[START Information given]

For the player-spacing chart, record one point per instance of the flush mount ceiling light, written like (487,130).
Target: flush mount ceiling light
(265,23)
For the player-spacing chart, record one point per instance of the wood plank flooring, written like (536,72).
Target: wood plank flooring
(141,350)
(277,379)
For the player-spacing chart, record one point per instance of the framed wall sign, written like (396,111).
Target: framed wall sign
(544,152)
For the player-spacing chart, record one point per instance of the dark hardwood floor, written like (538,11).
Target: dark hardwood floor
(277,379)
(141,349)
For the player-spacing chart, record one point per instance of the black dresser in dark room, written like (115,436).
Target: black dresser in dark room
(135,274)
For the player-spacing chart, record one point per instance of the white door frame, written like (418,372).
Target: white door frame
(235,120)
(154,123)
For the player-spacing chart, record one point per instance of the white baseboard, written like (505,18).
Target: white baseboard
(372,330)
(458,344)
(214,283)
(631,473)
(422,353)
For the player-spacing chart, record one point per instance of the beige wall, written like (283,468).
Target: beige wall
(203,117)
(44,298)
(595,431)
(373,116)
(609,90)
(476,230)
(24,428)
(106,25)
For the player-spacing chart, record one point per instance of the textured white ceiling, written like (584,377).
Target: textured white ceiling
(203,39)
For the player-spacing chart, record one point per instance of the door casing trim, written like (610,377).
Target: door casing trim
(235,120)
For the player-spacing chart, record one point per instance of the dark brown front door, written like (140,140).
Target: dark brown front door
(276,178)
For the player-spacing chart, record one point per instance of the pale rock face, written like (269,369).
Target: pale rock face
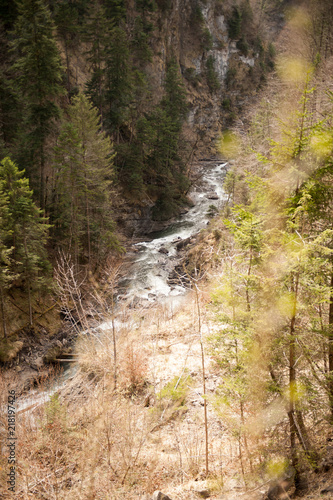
(247,60)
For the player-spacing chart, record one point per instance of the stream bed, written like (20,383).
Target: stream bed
(151,264)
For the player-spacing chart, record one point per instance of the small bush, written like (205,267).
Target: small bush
(235,23)
(191,76)
(197,15)
(212,78)
(207,39)
(243,46)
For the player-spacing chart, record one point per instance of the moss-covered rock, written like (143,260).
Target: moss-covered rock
(9,350)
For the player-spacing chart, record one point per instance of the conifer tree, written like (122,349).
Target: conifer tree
(38,73)
(98,35)
(118,83)
(84,175)
(6,274)
(27,232)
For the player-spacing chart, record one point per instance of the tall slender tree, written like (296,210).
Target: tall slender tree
(38,73)
(27,232)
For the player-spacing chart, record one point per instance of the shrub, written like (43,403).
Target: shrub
(212,78)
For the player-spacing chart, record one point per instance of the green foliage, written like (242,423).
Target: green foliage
(97,34)
(38,74)
(176,390)
(82,214)
(26,234)
(243,46)
(191,76)
(145,5)
(230,77)
(206,39)
(164,5)
(197,15)
(118,77)
(235,23)
(115,10)
(140,45)
(211,75)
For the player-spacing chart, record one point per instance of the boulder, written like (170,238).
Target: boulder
(164,250)
(158,495)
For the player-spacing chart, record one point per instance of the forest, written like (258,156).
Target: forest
(104,116)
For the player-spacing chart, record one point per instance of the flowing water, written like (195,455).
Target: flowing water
(156,258)
(153,261)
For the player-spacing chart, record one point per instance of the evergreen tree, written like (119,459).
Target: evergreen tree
(84,174)
(38,73)
(27,232)
(118,92)
(6,274)
(98,35)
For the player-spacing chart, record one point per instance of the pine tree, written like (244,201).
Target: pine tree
(38,73)
(27,232)
(118,83)
(85,171)
(6,274)
(98,35)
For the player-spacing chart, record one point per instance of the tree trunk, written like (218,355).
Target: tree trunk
(330,348)
(292,380)
(4,327)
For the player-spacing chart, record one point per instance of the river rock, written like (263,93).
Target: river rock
(164,250)
(37,363)
(158,495)
(212,196)
(183,243)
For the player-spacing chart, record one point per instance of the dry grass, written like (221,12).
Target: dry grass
(92,441)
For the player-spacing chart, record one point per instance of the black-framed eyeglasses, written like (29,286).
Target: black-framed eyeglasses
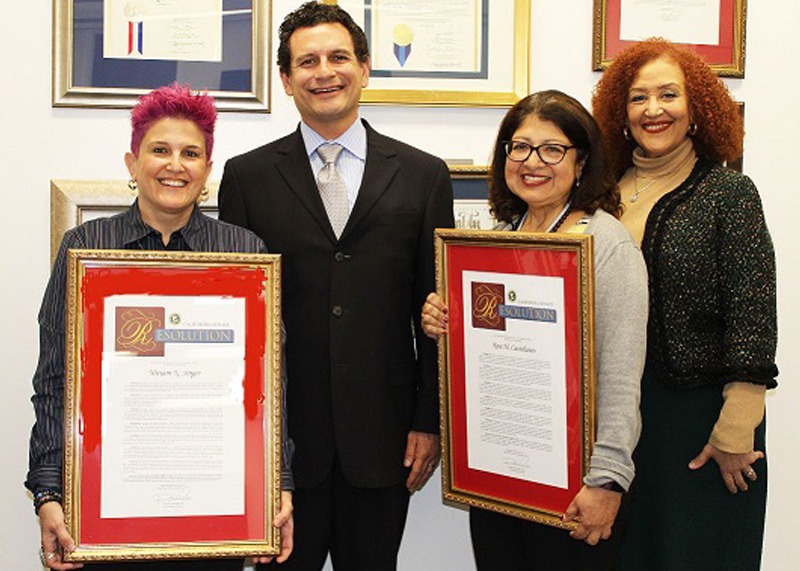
(549,153)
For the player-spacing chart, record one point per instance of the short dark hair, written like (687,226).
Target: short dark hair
(313,14)
(598,187)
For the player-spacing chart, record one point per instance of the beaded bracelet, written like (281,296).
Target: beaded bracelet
(44,496)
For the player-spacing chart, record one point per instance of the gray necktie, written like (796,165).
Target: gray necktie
(332,189)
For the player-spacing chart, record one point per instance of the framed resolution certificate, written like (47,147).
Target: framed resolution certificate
(517,370)
(172,404)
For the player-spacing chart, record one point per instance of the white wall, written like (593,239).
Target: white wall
(39,143)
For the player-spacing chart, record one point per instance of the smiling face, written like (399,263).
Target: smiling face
(539,185)
(658,107)
(170,170)
(326,78)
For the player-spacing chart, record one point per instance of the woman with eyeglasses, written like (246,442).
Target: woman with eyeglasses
(699,500)
(549,173)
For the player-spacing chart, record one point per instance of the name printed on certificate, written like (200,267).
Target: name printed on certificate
(515,376)
(180,30)
(172,406)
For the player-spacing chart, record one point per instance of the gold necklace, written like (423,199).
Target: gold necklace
(635,196)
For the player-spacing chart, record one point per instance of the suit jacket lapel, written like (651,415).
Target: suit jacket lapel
(296,170)
(379,171)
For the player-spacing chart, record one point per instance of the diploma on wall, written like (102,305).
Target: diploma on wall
(516,369)
(173,392)
(421,37)
(179,30)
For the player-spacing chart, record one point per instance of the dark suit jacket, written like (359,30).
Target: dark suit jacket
(360,377)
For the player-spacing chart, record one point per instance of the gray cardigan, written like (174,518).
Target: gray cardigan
(620,341)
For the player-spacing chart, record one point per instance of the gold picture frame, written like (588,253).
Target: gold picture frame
(726,57)
(484,279)
(155,343)
(437,89)
(242,81)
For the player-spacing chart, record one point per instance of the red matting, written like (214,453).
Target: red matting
(96,285)
(722,54)
(506,489)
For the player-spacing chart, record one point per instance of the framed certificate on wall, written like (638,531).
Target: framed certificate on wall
(107,53)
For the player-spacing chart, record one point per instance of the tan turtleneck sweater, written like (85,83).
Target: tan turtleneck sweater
(641,187)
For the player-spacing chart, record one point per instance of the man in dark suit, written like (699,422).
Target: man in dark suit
(363,391)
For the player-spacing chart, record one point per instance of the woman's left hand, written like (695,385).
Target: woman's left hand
(595,510)
(736,469)
(285,521)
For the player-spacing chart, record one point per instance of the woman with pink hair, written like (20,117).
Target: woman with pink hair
(169,162)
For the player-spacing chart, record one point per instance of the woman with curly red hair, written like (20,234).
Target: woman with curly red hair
(670,124)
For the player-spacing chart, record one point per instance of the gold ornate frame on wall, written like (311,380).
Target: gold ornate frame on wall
(726,58)
(66,93)
(446,92)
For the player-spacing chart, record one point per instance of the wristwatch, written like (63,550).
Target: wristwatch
(612,486)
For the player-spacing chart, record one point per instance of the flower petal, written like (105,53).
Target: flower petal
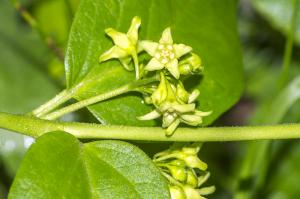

[END Information given]

◆ Aim ◆
From the rows above, copy out every line that contains the string "covered", treating uppercase and lowercase letters as different.

◆ Full solution ◆
For the player-spacing chart, record one point per instance of the moss-covered rock, written like (143,260).
Target: moss-covered rock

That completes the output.